··· Document segment

The RecQ helicase Sgs1 drives ATP-dependent disruption of Rad51 filaments.

Author information

1
Department of Biochemistry & Molecular Biophysics, Columbia University, New York, NY 10032, USA.
2
Department of Molecular Biophysics and Biochemistry, Yale University School of Medicine, New Haven, CT 06520, USA.
3
Department of Biochemistry and Structural Biology, University of Texas Health Science Center at San Antonio, TX 78229, USA.

······

[Tasks and exercises]
1 – In two sentences, summarize the Sgs1 and Rad51 header above.
2 – Pick up the Sgs1 and Rad51 header above and keep writing from the point where it stops.

··· Data section

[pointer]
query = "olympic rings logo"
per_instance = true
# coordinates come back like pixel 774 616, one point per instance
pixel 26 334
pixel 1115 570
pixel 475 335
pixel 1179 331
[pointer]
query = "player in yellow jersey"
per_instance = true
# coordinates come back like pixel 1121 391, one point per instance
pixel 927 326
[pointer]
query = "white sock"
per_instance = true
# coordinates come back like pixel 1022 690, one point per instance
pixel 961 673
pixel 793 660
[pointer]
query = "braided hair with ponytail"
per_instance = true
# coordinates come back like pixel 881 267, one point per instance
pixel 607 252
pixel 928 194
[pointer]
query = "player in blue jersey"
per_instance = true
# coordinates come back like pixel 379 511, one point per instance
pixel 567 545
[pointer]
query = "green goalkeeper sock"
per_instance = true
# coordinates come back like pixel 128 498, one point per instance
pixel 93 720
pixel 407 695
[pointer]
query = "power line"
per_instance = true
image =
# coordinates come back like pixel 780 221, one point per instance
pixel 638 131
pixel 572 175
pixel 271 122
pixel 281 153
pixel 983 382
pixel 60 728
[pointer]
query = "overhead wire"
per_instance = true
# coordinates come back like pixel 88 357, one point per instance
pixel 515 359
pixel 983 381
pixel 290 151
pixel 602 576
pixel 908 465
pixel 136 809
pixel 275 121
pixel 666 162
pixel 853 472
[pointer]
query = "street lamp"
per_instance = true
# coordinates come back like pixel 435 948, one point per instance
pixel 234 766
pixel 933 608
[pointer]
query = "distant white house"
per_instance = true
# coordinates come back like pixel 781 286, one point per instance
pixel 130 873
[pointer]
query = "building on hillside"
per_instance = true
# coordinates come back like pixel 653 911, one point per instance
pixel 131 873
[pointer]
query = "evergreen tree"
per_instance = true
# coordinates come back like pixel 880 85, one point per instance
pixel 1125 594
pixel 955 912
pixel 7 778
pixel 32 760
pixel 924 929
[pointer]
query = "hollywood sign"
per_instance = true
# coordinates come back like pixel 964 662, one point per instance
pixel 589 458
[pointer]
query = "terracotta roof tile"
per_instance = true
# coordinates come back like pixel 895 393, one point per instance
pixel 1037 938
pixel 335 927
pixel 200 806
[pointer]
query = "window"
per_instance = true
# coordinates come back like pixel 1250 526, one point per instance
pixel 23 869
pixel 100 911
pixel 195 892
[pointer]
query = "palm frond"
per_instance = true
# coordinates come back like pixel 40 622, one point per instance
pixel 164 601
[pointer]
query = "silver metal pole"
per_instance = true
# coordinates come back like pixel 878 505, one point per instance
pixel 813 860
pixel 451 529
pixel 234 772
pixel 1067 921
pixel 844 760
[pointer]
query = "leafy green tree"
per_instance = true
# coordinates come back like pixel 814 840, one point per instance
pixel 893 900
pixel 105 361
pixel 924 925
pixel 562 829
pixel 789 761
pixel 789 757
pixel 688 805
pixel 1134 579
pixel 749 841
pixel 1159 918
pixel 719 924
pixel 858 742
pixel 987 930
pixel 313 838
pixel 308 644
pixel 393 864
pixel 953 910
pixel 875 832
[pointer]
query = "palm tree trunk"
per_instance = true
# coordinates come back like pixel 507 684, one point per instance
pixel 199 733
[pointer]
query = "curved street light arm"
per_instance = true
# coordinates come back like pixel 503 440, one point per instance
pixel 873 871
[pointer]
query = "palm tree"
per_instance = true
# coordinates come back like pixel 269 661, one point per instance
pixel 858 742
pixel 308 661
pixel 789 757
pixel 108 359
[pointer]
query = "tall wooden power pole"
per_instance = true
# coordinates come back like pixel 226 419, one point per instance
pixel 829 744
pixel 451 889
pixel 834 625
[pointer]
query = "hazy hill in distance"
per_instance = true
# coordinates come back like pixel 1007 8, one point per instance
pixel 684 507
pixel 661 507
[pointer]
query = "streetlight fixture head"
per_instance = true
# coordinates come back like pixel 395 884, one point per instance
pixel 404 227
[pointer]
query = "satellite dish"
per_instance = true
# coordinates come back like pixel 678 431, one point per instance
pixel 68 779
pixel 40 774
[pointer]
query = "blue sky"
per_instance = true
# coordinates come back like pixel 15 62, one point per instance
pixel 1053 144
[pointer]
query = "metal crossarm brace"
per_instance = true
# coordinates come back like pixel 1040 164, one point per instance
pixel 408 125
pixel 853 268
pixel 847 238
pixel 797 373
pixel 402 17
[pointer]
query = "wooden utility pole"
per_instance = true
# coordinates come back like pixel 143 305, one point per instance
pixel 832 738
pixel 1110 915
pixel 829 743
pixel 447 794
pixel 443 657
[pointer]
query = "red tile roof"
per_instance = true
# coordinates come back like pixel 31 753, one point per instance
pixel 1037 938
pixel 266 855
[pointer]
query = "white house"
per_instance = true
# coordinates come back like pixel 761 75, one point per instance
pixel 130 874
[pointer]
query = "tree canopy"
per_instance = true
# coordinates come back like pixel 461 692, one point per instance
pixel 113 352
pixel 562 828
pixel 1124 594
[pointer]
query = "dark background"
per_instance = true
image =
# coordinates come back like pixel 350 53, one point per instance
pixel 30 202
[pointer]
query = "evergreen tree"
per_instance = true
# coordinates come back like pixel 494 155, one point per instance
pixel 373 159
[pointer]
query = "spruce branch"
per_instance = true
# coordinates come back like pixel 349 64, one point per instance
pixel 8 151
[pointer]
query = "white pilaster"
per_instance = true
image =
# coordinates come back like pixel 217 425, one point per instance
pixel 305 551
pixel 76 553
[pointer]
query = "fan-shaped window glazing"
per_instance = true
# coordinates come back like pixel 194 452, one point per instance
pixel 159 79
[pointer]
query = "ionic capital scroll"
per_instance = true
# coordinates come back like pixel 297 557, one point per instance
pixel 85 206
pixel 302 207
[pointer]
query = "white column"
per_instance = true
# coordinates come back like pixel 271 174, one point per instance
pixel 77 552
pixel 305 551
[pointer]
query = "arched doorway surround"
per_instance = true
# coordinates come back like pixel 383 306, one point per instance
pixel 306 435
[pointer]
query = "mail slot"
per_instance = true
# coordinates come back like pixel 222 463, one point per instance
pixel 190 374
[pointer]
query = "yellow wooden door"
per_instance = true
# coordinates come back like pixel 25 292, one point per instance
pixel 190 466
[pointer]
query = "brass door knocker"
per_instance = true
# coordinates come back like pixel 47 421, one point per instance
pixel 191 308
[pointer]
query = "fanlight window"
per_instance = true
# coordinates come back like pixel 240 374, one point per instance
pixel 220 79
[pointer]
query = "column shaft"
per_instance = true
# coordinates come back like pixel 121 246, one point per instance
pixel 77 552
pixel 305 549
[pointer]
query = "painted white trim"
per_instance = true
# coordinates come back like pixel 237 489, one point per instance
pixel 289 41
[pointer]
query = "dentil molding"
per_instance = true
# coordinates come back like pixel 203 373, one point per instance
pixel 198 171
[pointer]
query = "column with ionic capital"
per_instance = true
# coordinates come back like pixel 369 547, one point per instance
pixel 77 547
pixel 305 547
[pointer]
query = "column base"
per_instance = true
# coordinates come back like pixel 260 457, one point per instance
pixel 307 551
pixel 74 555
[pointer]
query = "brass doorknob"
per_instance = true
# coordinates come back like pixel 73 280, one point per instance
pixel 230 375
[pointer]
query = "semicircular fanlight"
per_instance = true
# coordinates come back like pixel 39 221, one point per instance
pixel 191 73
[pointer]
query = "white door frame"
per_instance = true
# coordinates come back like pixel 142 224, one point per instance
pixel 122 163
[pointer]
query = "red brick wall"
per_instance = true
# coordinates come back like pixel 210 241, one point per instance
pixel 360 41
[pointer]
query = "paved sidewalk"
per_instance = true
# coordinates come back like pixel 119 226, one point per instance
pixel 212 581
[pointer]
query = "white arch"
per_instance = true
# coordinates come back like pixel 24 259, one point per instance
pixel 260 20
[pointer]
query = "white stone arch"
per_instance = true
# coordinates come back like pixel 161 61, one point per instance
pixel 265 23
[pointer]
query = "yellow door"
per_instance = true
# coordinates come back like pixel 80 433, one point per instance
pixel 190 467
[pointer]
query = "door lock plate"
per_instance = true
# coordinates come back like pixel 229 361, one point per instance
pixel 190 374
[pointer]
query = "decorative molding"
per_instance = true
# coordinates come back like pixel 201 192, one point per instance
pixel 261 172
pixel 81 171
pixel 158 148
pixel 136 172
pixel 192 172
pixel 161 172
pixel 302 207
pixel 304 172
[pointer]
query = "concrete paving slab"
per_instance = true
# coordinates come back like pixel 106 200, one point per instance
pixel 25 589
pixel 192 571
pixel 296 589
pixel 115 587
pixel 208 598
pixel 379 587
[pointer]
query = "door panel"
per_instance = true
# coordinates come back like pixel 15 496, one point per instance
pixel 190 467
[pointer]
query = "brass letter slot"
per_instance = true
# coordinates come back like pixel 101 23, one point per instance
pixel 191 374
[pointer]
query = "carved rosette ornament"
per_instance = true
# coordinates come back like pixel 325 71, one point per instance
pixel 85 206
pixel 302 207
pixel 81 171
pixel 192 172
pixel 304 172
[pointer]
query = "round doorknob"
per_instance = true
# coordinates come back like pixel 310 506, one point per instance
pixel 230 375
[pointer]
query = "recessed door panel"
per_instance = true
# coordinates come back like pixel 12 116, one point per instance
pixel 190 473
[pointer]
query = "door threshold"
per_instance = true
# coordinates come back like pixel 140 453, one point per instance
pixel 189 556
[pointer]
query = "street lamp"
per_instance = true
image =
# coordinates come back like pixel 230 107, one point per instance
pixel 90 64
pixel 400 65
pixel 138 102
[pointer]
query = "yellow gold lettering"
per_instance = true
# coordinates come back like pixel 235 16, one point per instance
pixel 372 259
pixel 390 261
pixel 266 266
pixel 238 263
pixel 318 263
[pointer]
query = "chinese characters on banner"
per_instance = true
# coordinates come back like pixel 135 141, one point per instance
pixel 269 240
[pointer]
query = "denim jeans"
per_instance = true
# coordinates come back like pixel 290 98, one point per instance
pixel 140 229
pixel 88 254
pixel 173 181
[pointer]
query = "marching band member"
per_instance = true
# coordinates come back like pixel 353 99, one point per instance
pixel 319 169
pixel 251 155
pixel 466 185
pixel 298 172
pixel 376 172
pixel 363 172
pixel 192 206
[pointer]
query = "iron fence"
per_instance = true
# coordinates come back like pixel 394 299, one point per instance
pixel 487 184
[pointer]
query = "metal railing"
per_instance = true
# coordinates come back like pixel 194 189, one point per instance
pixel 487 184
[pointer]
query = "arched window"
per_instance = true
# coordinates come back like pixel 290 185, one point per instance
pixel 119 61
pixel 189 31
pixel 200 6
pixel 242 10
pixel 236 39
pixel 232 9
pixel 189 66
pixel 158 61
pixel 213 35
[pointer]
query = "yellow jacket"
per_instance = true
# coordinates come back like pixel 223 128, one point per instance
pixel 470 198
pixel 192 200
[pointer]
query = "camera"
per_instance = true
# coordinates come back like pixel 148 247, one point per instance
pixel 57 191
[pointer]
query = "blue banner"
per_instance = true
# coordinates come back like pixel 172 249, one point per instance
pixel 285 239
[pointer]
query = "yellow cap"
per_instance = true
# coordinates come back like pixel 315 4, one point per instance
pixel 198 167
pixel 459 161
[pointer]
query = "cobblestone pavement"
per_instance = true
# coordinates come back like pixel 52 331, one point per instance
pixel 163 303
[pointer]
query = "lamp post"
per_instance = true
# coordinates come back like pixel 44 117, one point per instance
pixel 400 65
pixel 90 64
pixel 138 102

······

[Responses by task]
1 – The header gives the title "The RecQ helicase Sgs1 drives ATP-dependent disruption of Rad51 filaments." Its author information lists three affiliations: the Department of Biochemistry & Molecular Biophysics at Columbia University in New York, the Department of Molecular Biophysics and Biochemistry at Yale University School of Medicine in New Haven, and the Department of Biochemistry and Structural Biology at the University of Texas Health Science Center at San Antonio.

2 –
Abstract

DNA helicases of the RecQ family are conserved among the three domains of life and play essential roles in genome maintenance. Mutations in several human RecQ helicases lead to diseases that are marked by cancer predisposition. The Saccharomyces cerevisiae RecQ helicase Sgs1 is orthologous to human BLM, defects in which cause the cancer-prone Bloom's Syndrome. Here, we use single-molecule imaging to provide a quantitative mechanistic understanding of Sgs1 activities on single stranded DNA (ssDNA), which is a central intermediate in all aspects of DNA metabolism. We show that Sgs1 acts upon ssDNA bound by either replication protein A (RPA) or the recombinase Rad51. Surprisingly, we find that Sgs1 utilizes a novel motor mechanism for disrupting ssDNA intermediates bound by the recombinase protein Rad51. The ability of Sgs1 to disrupt Rad51-ssDNA filaments may explain some of the defects engendered by RECQ helicase deficiencies in human cells.